STATED TASK
List every line of the data below that contains the word "small". Case counts.

GIVEN INFORMATION
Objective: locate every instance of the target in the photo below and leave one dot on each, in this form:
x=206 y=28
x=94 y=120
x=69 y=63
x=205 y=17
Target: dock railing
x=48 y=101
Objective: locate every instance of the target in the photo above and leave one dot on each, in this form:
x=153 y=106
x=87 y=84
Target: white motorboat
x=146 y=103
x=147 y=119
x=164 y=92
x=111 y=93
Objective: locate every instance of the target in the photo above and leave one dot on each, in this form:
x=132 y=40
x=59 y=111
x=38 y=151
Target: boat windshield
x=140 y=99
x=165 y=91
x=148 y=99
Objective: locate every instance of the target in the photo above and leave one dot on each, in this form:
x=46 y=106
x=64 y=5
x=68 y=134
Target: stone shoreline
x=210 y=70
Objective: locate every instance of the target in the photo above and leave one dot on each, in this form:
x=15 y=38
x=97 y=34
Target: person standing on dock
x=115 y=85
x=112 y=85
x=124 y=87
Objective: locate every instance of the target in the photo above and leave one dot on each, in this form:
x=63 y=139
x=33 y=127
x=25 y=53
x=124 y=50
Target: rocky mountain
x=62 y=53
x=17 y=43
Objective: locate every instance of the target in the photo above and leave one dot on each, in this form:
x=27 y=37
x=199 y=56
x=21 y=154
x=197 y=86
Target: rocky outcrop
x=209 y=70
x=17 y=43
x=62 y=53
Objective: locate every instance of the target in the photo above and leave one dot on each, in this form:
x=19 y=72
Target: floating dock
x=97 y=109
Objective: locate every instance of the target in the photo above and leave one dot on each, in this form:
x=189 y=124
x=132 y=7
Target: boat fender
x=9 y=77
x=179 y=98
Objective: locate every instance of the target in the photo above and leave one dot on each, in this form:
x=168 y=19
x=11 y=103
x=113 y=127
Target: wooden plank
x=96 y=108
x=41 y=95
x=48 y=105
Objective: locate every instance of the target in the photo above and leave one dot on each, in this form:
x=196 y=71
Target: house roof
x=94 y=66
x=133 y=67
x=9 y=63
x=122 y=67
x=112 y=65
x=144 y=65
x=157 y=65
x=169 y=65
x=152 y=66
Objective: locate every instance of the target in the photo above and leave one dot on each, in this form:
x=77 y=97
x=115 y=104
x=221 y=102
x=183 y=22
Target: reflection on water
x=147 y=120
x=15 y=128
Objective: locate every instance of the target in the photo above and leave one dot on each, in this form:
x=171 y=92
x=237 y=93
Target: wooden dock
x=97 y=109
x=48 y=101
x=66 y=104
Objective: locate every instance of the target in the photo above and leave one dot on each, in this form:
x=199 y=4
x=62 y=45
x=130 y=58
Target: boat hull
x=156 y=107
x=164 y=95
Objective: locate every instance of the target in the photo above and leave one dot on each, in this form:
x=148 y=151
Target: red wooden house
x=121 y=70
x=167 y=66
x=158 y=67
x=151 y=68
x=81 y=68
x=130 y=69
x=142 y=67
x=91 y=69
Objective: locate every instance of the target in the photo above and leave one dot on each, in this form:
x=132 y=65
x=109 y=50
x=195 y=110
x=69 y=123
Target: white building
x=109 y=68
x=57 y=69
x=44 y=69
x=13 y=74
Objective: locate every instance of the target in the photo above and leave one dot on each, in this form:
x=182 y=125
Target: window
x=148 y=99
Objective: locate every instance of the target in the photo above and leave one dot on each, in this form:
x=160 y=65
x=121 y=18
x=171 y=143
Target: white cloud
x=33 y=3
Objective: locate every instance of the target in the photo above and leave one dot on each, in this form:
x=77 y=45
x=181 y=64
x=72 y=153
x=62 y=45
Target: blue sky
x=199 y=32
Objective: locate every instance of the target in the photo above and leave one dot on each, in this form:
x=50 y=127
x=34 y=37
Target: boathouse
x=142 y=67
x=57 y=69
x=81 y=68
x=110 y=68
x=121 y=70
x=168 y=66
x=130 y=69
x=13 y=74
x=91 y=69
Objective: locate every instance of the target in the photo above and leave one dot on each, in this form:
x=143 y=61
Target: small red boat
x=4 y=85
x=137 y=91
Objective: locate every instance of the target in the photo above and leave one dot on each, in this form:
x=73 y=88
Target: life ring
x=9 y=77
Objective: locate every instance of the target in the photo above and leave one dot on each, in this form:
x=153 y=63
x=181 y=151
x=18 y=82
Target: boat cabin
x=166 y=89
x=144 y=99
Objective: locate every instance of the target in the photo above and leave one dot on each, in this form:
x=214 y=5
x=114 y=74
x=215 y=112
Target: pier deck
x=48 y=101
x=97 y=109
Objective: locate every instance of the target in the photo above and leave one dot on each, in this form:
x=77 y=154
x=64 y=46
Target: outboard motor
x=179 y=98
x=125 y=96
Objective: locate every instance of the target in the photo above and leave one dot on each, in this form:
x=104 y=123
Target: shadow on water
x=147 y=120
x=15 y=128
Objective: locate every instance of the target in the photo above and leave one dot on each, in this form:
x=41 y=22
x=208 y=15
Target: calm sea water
--
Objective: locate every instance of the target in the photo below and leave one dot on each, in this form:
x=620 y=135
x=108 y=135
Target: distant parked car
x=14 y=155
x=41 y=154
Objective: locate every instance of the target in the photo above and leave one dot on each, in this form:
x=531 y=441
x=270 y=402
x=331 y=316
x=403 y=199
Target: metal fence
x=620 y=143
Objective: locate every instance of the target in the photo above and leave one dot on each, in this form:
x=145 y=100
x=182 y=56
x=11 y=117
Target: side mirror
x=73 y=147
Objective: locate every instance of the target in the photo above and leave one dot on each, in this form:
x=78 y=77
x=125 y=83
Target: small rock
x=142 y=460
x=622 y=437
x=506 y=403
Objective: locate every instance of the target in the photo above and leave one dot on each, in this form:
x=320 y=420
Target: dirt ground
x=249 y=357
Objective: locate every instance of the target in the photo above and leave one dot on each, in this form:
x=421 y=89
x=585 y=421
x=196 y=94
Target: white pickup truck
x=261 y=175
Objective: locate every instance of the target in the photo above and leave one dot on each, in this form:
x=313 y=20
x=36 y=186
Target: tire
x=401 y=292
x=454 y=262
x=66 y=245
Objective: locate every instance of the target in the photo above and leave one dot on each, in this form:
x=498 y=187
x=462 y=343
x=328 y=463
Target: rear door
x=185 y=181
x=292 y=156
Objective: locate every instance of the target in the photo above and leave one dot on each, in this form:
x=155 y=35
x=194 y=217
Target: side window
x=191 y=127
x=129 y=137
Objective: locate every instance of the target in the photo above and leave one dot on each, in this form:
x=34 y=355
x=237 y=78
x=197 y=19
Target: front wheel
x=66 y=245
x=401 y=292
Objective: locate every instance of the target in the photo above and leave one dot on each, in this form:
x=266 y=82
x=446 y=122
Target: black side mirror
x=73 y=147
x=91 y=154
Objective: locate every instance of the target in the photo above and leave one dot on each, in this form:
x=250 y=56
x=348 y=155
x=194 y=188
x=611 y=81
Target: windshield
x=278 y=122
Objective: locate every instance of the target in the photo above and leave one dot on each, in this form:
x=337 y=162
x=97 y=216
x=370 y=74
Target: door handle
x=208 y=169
---
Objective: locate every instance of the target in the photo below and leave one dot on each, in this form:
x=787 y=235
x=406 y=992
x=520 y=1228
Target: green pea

CORRECT ANSWER
Target: small red boat
Target: small rock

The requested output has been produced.